> BRIEF: Reproduce the data exactly as given, except for any images.

> SUPPLIED RECORDS:
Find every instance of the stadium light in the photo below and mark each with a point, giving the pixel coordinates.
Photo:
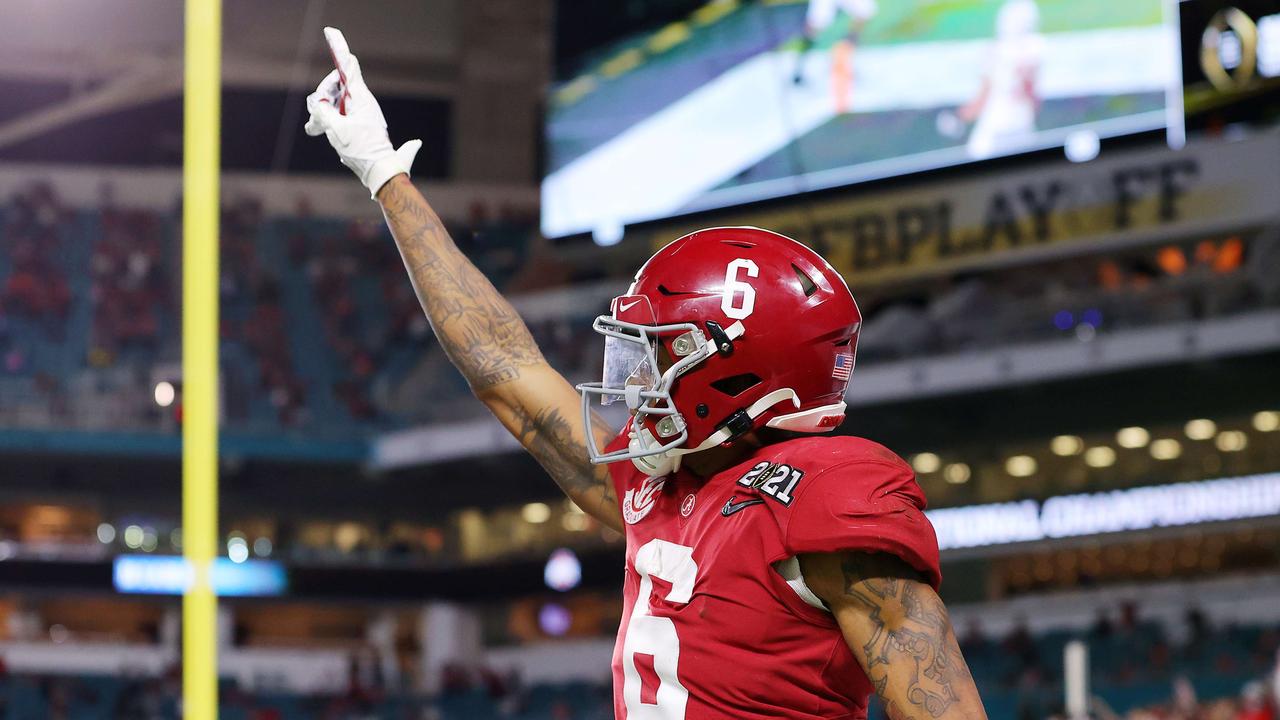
(237, 550)
(1266, 422)
(105, 533)
(1066, 445)
(1020, 465)
(1201, 428)
(956, 473)
(536, 513)
(575, 522)
(1100, 456)
(1166, 449)
(1232, 441)
(1133, 437)
(165, 393)
(926, 463)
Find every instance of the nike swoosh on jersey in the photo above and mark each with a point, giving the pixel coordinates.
(731, 507)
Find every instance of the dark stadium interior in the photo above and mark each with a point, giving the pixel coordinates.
(1078, 358)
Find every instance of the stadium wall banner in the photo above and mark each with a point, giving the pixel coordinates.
(1127, 199)
(1104, 513)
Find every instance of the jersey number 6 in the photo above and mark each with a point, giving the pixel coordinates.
(735, 287)
(650, 641)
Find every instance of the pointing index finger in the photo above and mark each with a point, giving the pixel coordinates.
(342, 60)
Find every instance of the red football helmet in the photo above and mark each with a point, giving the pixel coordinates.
(725, 331)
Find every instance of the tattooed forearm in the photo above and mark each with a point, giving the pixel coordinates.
(551, 440)
(489, 343)
(479, 329)
(910, 637)
(899, 629)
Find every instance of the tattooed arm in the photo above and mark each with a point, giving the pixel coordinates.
(899, 630)
(489, 343)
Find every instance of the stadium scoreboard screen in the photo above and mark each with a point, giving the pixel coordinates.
(1232, 58)
(752, 100)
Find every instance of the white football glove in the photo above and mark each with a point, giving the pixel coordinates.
(346, 112)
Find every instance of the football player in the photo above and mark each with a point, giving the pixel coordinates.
(1004, 110)
(769, 573)
(821, 16)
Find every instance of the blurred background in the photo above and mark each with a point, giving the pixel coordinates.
(1059, 217)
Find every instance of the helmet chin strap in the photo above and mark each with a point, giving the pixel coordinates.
(668, 461)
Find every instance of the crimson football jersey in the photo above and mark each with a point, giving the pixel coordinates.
(709, 628)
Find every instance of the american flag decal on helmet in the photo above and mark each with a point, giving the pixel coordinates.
(844, 367)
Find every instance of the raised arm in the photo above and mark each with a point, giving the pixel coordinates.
(479, 329)
(899, 630)
(489, 343)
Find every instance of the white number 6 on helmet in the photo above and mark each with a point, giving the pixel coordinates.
(734, 286)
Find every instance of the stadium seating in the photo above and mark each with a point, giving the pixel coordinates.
(1130, 669)
(323, 336)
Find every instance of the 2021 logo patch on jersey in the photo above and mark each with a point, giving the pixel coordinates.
(773, 479)
(639, 501)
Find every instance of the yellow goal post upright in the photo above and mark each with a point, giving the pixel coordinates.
(200, 167)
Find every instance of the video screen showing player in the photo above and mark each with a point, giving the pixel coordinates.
(772, 569)
(744, 101)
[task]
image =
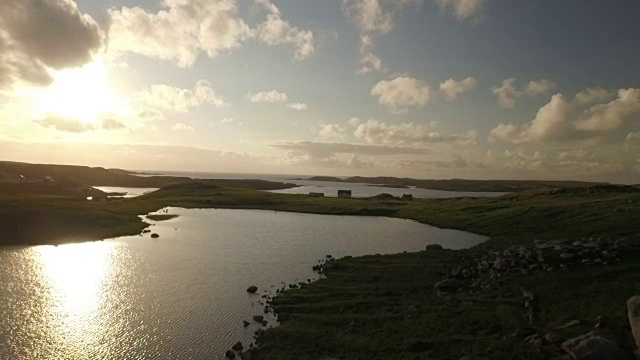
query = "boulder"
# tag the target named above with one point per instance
(633, 311)
(448, 286)
(592, 346)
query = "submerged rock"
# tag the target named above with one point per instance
(592, 346)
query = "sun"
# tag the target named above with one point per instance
(81, 94)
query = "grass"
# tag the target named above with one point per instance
(383, 307)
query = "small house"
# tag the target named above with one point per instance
(406, 197)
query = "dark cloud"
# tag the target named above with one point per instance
(39, 34)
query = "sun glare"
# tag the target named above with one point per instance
(81, 94)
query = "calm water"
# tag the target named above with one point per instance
(181, 296)
(331, 188)
(365, 190)
(130, 192)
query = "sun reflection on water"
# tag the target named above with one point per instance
(74, 277)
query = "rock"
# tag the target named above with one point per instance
(448, 286)
(633, 312)
(571, 323)
(592, 346)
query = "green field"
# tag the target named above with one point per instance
(385, 307)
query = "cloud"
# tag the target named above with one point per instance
(180, 100)
(562, 119)
(452, 89)
(231, 120)
(66, 124)
(462, 9)
(276, 31)
(332, 132)
(327, 149)
(507, 93)
(376, 132)
(594, 95)
(612, 115)
(181, 30)
(182, 126)
(540, 87)
(272, 96)
(39, 36)
(297, 106)
(402, 92)
(372, 18)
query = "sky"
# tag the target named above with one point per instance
(480, 89)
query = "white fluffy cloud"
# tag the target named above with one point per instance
(508, 93)
(462, 9)
(273, 96)
(372, 18)
(332, 132)
(66, 124)
(563, 119)
(540, 87)
(181, 30)
(276, 31)
(376, 132)
(37, 36)
(402, 92)
(452, 89)
(182, 126)
(181, 100)
(613, 115)
(297, 106)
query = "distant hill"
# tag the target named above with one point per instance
(68, 180)
(460, 184)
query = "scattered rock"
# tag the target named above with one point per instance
(592, 346)
(571, 323)
(448, 286)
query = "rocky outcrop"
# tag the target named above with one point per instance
(486, 271)
(593, 346)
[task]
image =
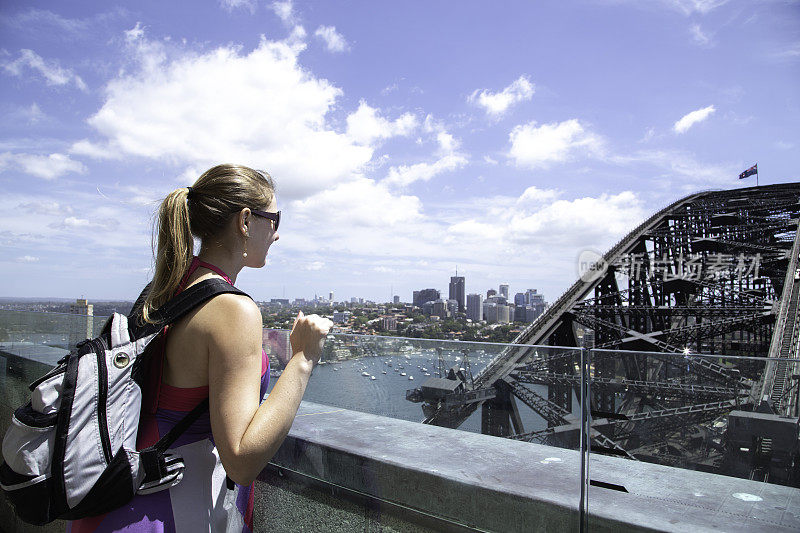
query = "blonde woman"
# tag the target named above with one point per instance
(215, 352)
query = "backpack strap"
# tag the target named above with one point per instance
(178, 306)
(181, 304)
(177, 430)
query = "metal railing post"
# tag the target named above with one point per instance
(584, 438)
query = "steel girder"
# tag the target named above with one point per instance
(712, 269)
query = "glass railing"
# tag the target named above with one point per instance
(664, 435)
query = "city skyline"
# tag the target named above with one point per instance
(404, 139)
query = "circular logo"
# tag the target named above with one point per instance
(591, 265)
(121, 360)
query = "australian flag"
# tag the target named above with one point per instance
(749, 172)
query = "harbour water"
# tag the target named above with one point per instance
(342, 384)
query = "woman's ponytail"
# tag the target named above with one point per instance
(173, 251)
(216, 197)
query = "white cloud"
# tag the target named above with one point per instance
(285, 11)
(314, 265)
(496, 104)
(360, 203)
(575, 222)
(258, 108)
(334, 40)
(448, 158)
(365, 125)
(405, 175)
(699, 36)
(693, 174)
(533, 146)
(48, 167)
(789, 53)
(230, 5)
(555, 226)
(690, 119)
(688, 7)
(50, 70)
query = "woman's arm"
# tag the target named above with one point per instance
(248, 435)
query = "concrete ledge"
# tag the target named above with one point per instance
(487, 483)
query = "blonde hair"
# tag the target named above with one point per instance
(217, 196)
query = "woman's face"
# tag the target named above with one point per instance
(262, 235)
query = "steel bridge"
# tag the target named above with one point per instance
(713, 273)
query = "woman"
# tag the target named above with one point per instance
(215, 352)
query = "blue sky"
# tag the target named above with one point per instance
(406, 138)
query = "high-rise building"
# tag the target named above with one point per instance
(503, 314)
(475, 307)
(440, 308)
(85, 327)
(490, 312)
(425, 295)
(457, 291)
(389, 323)
(504, 290)
(452, 308)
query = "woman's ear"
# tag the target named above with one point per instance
(244, 221)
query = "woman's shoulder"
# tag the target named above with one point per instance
(225, 311)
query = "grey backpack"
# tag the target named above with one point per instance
(71, 451)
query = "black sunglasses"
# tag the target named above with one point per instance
(274, 217)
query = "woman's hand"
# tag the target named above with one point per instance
(308, 336)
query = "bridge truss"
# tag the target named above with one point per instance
(712, 273)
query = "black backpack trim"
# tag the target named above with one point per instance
(152, 458)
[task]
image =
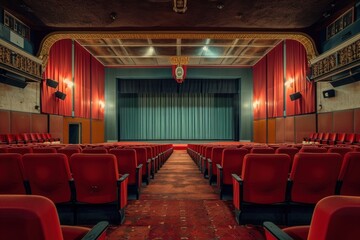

> ANSWER BELOW:
Find every instance of the stadium light in the photo below and mark each with a point, giving the pixel coordinates.
Photo:
(237, 550)
(1266, 422)
(105, 533)
(1066, 445)
(1020, 465)
(1201, 428)
(956, 473)
(536, 513)
(575, 522)
(1100, 456)
(1166, 449)
(1232, 441)
(1133, 437)
(165, 393)
(926, 463)
Find every instance of the nike swoosh on jersey in the photo above and mark each with a point, giving the pixel coordinates.
(731, 507)
Find every instance of the dark stadium interior in the photo above and mark each with a point, giving the pixel coordinates.
(1078, 358)
Find every instance of the stadium wall banner in the photo above and mark each with a point, giving the pixel coordinates.
(1127, 199)
(1104, 513)
Find every instance of the jersey number 6 in the photo above and mark each with a point, giving the pixel coordinates.
(735, 287)
(650, 641)
Find every instance of the pointing index finger in the photo above and mark each with a point, giving the pixel coordinates.
(342, 60)
Find every instance of the red football helmet in the photo above and mark each with a point, giving the pixel coordinates.
(725, 331)
Find every instance of the tattooed forearm in the photo above and mark each with a point, giving the pixel coordinates.
(551, 440)
(489, 343)
(479, 329)
(910, 637)
(899, 629)
Find every instance of the tattooed arm in the photo above and mark each with a point, giving the pixel coordinates.
(899, 630)
(489, 343)
Find every instance of the stadium scoreboard screen in the photo above and mark each with a point, giving the pixel coordinates.
(1232, 58)
(752, 100)
Find every instance of the white football glove in the photo above and mark each with a point, giving the pixel coordinates.
(346, 112)
Find every instance of the football player in the photo above and mark each with a point, giving the pixel coordinates.
(1004, 110)
(769, 573)
(821, 16)
Find every instance of the blurred background in the photo above and mark each with a point, giving the pixel coordinates.
(1059, 217)
Find every instance of the helmet chin strap in the photo above and mark each with a point, giving the pixel coordinates.
(668, 461)
Find every instance of the crimson football jersey in the photo above and mark each with a point, giving the pixel coordinates.
(709, 628)
Find every instance of the american flag decal on helmet in the photo above and mark each with a point, giving the pixel coordinates.
(844, 367)
Find every instance of the raised arm in the photo above and mark each with a point, giving the pixel coordinates.
(479, 329)
(899, 630)
(489, 343)
Find every instance of the white number 6 on helmet in the photo above and mark each with a point, giving the pixel coordinates.
(734, 286)
Find every instance of the stadium seating in the photo above and mark each with a point, giving the pixel coordinates.
(1130, 669)
(323, 336)
Find every instance of the 2021 logo patch on jersey in the photo above and mark each with a point, giving the pixel coordinates.
(773, 479)
(639, 501)
Find every instance of the yellow goal post upright in the photo above and mark each with a point, giving the pixel coordinates.
(200, 167)
Find every instance of the video screen showing player in the photo above and mark each with a point, giving the pixel coordinates.
(772, 569)
(744, 101)
[task]
image =
query = "boulder"
# tag the target named above with one point per instance
(633, 311)
(448, 286)
(592, 346)
query = "submerged rock"
# tag the target named above with one point per instance
(592, 346)
query = "sun"
# tag the target named above with one point per instance
(81, 94)
query = "grass"
# tag the target named above with one point per instance
(383, 307)
query = "small house"
# tag the target named above with one point per instance
(406, 197)
query = "dark cloud"
# tag the target named above with one point per instance
(39, 34)
query = "sun glare"
# tag the target named above with one point per instance
(81, 94)
query = "calm water"
# tag the target named above with one point per instance
(181, 296)
(331, 188)
(365, 190)
(130, 192)
query = "sun reflection on water"
# tag the target named above with one point per instance
(74, 277)
query = "rock"
# tag the target named above with one point per instance
(448, 286)
(633, 312)
(571, 323)
(592, 346)
query = "green field"
# tag the target named above with one point per instance
(385, 307)
query = "cloud"
# tag the target named above with one point per instance
(180, 100)
(562, 119)
(452, 89)
(231, 120)
(66, 124)
(462, 9)
(276, 31)
(332, 132)
(327, 149)
(507, 93)
(376, 132)
(594, 95)
(612, 115)
(181, 30)
(182, 126)
(540, 87)
(272, 96)
(39, 36)
(297, 106)
(402, 92)
(372, 18)
query = "sky"
# tag the target named above with one point per instance
(480, 89)
query = "white fluffy cloud"
# tag the target named above with one point per instance
(508, 93)
(462, 9)
(273, 96)
(372, 18)
(332, 132)
(66, 124)
(563, 119)
(540, 87)
(181, 30)
(276, 31)
(376, 132)
(37, 36)
(402, 92)
(452, 89)
(182, 126)
(181, 100)
(613, 115)
(297, 106)
query = "distant hill"
# tag the target named above with one point per instance
(68, 180)
(460, 184)
query = "scattered rock"
# tag the target named above with one point per instance
(592, 346)
(571, 323)
(448, 286)
query = "rocky outcrop"
# tag the target named above with one point per instance
(486, 271)
(593, 346)
[task]
image =
query = "blonde woman"
# tag the target named above with one point per instance
(215, 352)
query = "backpack strap"
# tag the target named above with one point per instance
(178, 306)
(181, 304)
(177, 430)
query = "metal railing post"
# tag the target named above with one point per instance
(584, 438)
query = "steel girder"
# tag the target named above with one point per instance
(712, 269)
query = "glass railing"
# tag the target named above with one point per instance
(664, 435)
query = "city skyline"
# tag the target named above with one point per instance
(404, 139)
query = "circular logo"
# tag the target named above with one point per instance
(591, 265)
(121, 360)
query = "australian flag"
# tag the target named above with one point per instance
(749, 172)
query = "harbour water"
# tag the target named above with one point per instance
(342, 384)
query = "woman's ponytail"
# tag the target named above with one point per instance
(173, 251)
(216, 197)
query = "white cloud"
# tag the target named above with one point per instance
(285, 11)
(314, 265)
(496, 104)
(360, 203)
(575, 222)
(258, 108)
(334, 40)
(448, 158)
(365, 125)
(405, 175)
(699, 36)
(693, 174)
(533, 146)
(48, 167)
(789, 53)
(230, 5)
(555, 226)
(690, 119)
(688, 7)
(50, 70)
query = "woman's arm"
# tag the target named above with one point per instance
(248, 435)
query = "concrete ledge"
# tag the target named above with one point per instance
(487, 483)
query = "blonde hair"
# tag the target named above with one point per instance
(217, 196)
query = "woman's face"
# tag the target named above with one point per instance
(262, 235)
query = "steel bridge"
# tag the target named above with one point per instance
(713, 273)
query = "woman"
# tag the target named above with one point per instance
(215, 352)
query = "blue sky"
# tag the target named above with one point per instance
(406, 138)
query = "high-rise building"
# tag the target named above with one point per instance
(503, 314)
(475, 307)
(440, 308)
(85, 327)
(490, 312)
(425, 295)
(457, 291)
(389, 323)
(504, 290)
(452, 308)
query = "woman's ear"
# tag the target named above with one point per instance
(244, 221)
query = "woman's shoulder"
# tag the target named above with one point per instance
(225, 311)
query = "grey backpack"
# tag the target named above with one point per instance
(71, 451)
query = "black sunglasses"
# tag the target named above with one point per instance
(274, 217)
query = "woman's hand"
# tag the target named above with one point per instance
(308, 336)
query = "bridge truss"
# tag the target named above with one point per instance
(712, 273)
query = "black backpack trim"
# tag the target named above with one point per instance
(152, 458)
[task]
image =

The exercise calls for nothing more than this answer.